_What the exercise asks_
Revise the material below so that every occurrence of "queried entities" reads "requested items", leaving everything else unchanged.
-- START OF Material provided --
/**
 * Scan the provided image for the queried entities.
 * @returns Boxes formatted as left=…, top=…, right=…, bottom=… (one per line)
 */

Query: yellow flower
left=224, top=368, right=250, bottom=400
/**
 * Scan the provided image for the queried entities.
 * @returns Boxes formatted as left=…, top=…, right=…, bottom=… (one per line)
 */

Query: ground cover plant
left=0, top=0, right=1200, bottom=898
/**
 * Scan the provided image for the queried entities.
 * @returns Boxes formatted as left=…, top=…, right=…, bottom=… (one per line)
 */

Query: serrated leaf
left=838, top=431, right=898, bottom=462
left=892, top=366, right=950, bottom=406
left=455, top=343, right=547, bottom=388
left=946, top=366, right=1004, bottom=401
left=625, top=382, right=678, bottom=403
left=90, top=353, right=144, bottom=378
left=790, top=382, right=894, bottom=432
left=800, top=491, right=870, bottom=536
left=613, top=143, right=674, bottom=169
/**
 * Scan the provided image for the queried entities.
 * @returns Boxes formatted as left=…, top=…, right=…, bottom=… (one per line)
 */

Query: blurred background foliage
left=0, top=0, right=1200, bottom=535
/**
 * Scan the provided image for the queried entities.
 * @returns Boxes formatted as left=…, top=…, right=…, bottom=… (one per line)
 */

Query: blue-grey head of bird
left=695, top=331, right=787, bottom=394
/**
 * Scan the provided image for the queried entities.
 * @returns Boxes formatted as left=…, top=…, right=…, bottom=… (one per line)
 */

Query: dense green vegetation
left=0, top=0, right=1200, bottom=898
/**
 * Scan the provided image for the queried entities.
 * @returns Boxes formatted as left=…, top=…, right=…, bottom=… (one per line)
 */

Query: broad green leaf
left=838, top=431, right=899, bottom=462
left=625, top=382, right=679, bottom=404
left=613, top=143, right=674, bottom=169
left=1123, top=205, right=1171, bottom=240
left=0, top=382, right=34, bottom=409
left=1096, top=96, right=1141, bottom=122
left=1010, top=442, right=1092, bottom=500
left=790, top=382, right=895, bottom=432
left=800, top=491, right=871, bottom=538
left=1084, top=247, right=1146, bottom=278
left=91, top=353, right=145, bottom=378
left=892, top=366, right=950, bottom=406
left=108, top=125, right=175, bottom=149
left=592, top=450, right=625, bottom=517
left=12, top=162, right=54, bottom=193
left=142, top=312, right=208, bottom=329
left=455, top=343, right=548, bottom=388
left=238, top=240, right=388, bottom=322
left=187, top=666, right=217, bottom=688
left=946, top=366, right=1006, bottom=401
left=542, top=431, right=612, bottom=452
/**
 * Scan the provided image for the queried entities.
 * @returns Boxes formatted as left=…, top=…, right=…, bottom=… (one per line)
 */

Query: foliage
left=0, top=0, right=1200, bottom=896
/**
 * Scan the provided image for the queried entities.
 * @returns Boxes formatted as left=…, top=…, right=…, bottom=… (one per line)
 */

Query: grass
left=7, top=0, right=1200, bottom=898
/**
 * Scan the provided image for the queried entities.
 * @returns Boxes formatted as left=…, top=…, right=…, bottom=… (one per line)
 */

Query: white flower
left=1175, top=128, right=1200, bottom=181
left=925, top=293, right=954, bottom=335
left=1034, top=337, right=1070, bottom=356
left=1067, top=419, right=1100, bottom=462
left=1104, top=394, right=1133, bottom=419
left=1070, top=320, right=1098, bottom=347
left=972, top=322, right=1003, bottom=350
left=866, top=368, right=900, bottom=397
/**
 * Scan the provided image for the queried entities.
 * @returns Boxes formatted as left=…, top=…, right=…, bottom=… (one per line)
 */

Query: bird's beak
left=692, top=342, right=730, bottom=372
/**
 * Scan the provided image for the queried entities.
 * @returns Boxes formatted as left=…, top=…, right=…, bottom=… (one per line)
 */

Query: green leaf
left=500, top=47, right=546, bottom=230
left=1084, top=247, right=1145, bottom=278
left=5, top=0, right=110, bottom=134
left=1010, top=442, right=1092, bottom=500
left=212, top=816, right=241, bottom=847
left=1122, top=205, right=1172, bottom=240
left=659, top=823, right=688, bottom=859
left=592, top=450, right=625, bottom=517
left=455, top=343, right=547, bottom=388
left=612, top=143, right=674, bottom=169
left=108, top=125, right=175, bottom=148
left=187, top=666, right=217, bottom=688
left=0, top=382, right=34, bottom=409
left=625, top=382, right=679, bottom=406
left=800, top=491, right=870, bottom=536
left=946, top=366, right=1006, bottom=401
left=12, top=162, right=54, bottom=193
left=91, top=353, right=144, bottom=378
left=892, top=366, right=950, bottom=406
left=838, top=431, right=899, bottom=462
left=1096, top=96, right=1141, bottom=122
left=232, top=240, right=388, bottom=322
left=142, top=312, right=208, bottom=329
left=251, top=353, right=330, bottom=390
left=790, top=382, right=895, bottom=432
-- END OF Material provided --
_Answer to this task_
/**
 * Scan the provided image for the requested items.
 * @returns Boxes formatted as left=…, top=…, right=…, bottom=… (one per line)
 */

Query: yellow flower
left=224, top=368, right=250, bottom=400
/**
 * Scan the provided image for the requested items.
 * @returns Boxes formatted as left=…, top=…, right=…, bottom=… (one per line)
 */

Query: ground cover plant
left=0, top=0, right=1200, bottom=898
/**
 * Scan the provided image for the requested items.
 * @returns Boxes formatted as left=…, top=…, right=…, bottom=… (one per line)
 */

Query: serrated leaf
left=838, top=431, right=898, bottom=462
left=892, top=366, right=950, bottom=406
left=455, top=343, right=547, bottom=388
left=946, top=366, right=1004, bottom=401
left=625, top=382, right=678, bottom=403
left=90, top=353, right=144, bottom=378
left=790, top=382, right=894, bottom=432
left=800, top=491, right=870, bottom=536
left=613, top=143, right=674, bottom=169
/**
 * Scan the provided image for the requested items.
 * @returns Boxes formatted as left=…, top=…, right=…, bottom=… (one per line)
 */

Query: blurred background foliage
left=0, top=0, right=1200, bottom=535
/**
 * Scan the provided image for the requested items.
 * @returns Boxes formatted as left=…, top=…, right=…, bottom=… (one per line)
 */

Query: blue-grey head of bird
left=695, top=331, right=787, bottom=394
/**
 * Scan the provided image for the requested items.
 * @returns Boxes formatted as left=…, top=…, right=…, bottom=… (one per line)
 */

Query: dense green vegetation
left=0, top=0, right=1200, bottom=898
/**
 * Scan the provided image for the requested items.
 * @returns Boxes formatted as left=…, top=…, right=…, bottom=… (one per line)
 */

Query: broad green leaf
left=838, top=431, right=899, bottom=462
left=625, top=382, right=679, bottom=404
left=613, top=143, right=674, bottom=169
left=1123, top=205, right=1171, bottom=240
left=0, top=382, right=34, bottom=409
left=1096, top=96, right=1141, bottom=122
left=1010, top=442, right=1092, bottom=500
left=790, top=382, right=895, bottom=432
left=800, top=491, right=871, bottom=538
left=1084, top=247, right=1146, bottom=278
left=91, top=353, right=145, bottom=378
left=892, top=366, right=950, bottom=406
left=108, top=125, right=175, bottom=149
left=592, top=450, right=625, bottom=517
left=12, top=162, right=54, bottom=193
left=142, top=312, right=208, bottom=329
left=455, top=343, right=548, bottom=388
left=238, top=240, right=388, bottom=322
left=187, top=666, right=217, bottom=688
left=946, top=366, right=1006, bottom=401
left=542, top=431, right=612, bottom=452
/**
 * Scan the provided image for the requested items.
 * @returns Boxes formatted as left=…, top=…, right=…, bottom=… (one per line)
 */

Query: foliage
left=0, top=0, right=1200, bottom=896
/**
 * Scan the provided image for the requested items.
 * @returns Boxes formatted as left=…, top=…, right=…, bottom=… (one per line)
 */

Query: grass
left=7, top=0, right=1200, bottom=898
/**
 * Scan the provided image for the requested items.
 * @returns Boxes formatted as left=…, top=…, right=…, bottom=… (one per line)
 */

Query: white flower
left=1175, top=128, right=1200, bottom=181
left=925, top=293, right=954, bottom=335
left=1034, top=337, right=1070, bottom=356
left=1067, top=419, right=1100, bottom=462
left=1104, top=394, right=1133, bottom=419
left=1070, top=320, right=1098, bottom=347
left=972, top=322, right=1003, bottom=350
left=866, top=368, right=900, bottom=397
/**
 * Scan the provided image for the requested items.
 * @returns Boxes formatted as left=…, top=…, right=…, bottom=… (one per line)
 */

Query: bird's beak
left=692, top=342, right=730, bottom=372
/**
 * Scan the provided image for the requested items.
 * @returns Boxes formatted as left=…, top=…, right=…, bottom=… (one per line)
 */

Query: green leaf
left=500, top=47, right=546, bottom=230
left=1084, top=247, right=1145, bottom=278
left=5, top=0, right=110, bottom=134
left=1010, top=442, right=1092, bottom=500
left=212, top=816, right=241, bottom=847
left=1122, top=205, right=1172, bottom=240
left=659, top=823, right=688, bottom=859
left=592, top=450, right=625, bottom=517
left=455, top=343, right=547, bottom=388
left=612, top=143, right=674, bottom=169
left=108, top=125, right=175, bottom=148
left=187, top=666, right=217, bottom=688
left=0, top=382, right=34, bottom=409
left=625, top=382, right=679, bottom=406
left=800, top=491, right=870, bottom=536
left=946, top=366, right=1006, bottom=401
left=12, top=162, right=54, bottom=193
left=91, top=353, right=144, bottom=378
left=892, top=366, right=950, bottom=406
left=838, top=431, right=899, bottom=462
left=1096, top=96, right=1141, bottom=122
left=232, top=240, right=388, bottom=322
left=142, top=312, right=208, bottom=329
left=251, top=353, right=330, bottom=390
left=790, top=382, right=895, bottom=432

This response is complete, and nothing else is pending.